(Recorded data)
◆ ◆ ◆ ◆ ◆

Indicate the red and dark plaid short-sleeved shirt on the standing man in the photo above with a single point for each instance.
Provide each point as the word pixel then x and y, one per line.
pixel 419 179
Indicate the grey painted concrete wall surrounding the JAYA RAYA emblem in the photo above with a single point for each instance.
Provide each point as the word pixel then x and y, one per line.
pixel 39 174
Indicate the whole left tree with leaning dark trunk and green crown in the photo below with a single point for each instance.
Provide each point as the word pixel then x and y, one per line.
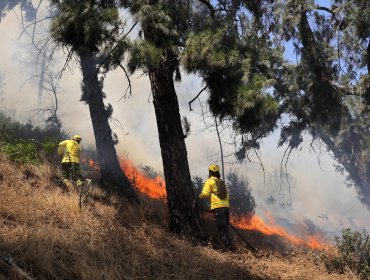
pixel 87 27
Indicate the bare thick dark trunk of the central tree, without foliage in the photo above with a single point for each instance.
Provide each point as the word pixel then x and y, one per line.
pixel 180 193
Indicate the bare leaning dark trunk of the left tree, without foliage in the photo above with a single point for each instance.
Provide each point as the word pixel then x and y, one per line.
pixel 93 95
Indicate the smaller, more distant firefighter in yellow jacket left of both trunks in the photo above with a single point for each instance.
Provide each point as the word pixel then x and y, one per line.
pixel 71 152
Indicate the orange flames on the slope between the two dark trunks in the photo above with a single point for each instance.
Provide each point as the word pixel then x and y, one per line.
pixel 152 187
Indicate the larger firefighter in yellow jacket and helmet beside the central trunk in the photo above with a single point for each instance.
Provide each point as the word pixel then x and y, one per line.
pixel 219 206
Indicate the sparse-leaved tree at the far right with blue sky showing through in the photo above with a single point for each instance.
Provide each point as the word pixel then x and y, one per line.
pixel 327 92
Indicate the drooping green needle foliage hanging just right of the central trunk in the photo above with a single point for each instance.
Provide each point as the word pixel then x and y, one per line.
pixel 237 65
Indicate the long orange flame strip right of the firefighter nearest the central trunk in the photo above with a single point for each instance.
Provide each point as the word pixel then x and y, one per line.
pixel 256 223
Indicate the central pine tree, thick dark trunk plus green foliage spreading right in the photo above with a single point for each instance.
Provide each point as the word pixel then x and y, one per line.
pixel 174 33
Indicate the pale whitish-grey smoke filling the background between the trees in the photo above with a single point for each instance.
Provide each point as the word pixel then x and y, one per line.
pixel 317 192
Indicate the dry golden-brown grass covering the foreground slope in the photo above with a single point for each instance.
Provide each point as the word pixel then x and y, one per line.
pixel 48 236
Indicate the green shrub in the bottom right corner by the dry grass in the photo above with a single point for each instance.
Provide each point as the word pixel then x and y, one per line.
pixel 353 252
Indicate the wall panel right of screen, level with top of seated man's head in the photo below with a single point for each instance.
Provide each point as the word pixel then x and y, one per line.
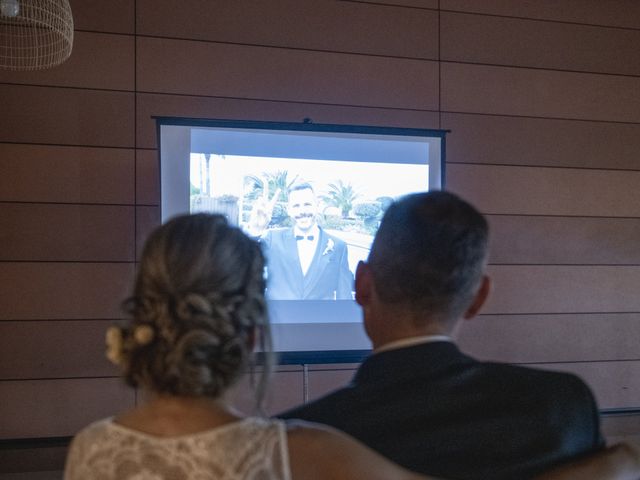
pixel 547 191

◆ ◆ ◆ ◆ ◆

• [Instructions to follow]:
Your reply should be one number, the count of lines in the data that include the word "thick".

• [Exercise response]:
2